**PROBLEM REQUIREMENTS:** Pictures aside, the data must be reproduced exactly.

Point localization data
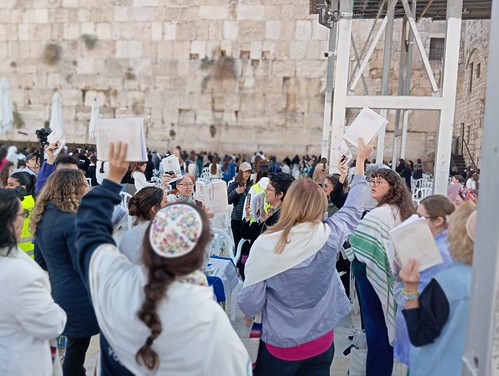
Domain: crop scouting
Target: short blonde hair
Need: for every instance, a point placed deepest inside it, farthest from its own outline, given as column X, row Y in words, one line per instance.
column 305, row 201
column 461, row 246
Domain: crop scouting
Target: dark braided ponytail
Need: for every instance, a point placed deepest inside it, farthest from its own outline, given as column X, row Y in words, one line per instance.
column 162, row 273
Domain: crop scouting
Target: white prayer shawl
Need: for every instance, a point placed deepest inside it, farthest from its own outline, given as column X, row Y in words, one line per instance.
column 304, row 240
column 197, row 337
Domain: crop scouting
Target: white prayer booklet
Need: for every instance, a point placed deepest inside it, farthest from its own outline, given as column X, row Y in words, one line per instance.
column 343, row 152
column 57, row 138
column 367, row 124
column 213, row 195
column 413, row 238
column 126, row 130
column 171, row 166
column 257, row 204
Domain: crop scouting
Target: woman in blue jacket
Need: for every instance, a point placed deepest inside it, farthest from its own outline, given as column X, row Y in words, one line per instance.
column 53, row 223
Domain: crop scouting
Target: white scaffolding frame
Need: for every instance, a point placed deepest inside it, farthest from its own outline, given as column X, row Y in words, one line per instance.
column 445, row 103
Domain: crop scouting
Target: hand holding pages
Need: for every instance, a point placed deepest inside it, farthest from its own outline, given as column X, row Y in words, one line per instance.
column 413, row 238
column 366, row 125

**COMPLETED EXERCISE:**
Domain: crop scouting
Target: short blonde hair
Need: for every instance, a point placed deepest inside it, farthest from its own outline, given as column X, row Y in words, one line per instance.
column 305, row 201
column 461, row 246
Domain: crop scouting
Target: dark braided ponytail
Need: for every instance, a point placed deepest inside it, farthest from its own outline, given as column X, row Y in words, one line per instance.
column 162, row 273
Domain: crop scouting
Target: white prayer shawl
Need: for every instance, a point placed deepest inside it, farthest from its own outline, given as column X, row Y in words, one line per instance.
column 304, row 240
column 197, row 337
Domain: crop scouting
Target: white prayer booklet
Need: for every instance, a point placed deepest inside it, farthest from its own outline, given as column X, row Y in words, one line per instance.
column 343, row 152
column 57, row 138
column 367, row 124
column 213, row 195
column 413, row 238
column 126, row 130
column 171, row 166
column 257, row 204
Domain: crop scouting
Target: woman in blue jacket
Need: for every instance, a point placed deepest inside it, farthest from its own outline, given as column X, row Y in words, one line per instance.
column 53, row 223
Domain: crop scouting
Target: white scaffolding frame
Need: for every instance, a point placed deepest inside it, farthest from its own outline, given as column X, row Y in words, one line per instance.
column 445, row 103
Domain: crop scouting
Target: hand holding pages
Need: for every instance, a point placed deepest inside it, farthest from its own outline, given as column X, row Y in words, one line per instance.
column 413, row 238
column 366, row 125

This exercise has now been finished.